▸ **TASK DETAILS**:
Each record below must be reproduced exactly as it reads, with its images omitted.
______________________________
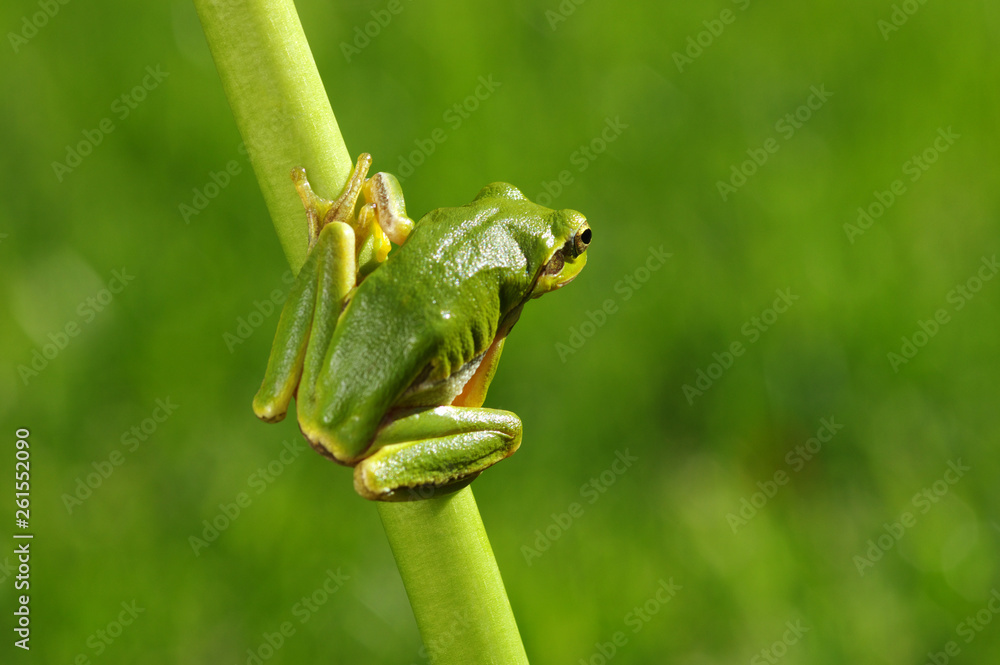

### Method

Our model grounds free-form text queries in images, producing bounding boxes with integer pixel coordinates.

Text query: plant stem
[194,0,352,271]
[193,2,528,663]
[378,489,529,664]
______________________________
▸ **REPLY TO THE EXERCISE**:
### Method

Our model grounds free-form text queries in images, producing bounding boxes with integer pixel coordinates.

Text query: plant stem
[194,0,352,271]
[193,2,528,663]
[378,489,529,664]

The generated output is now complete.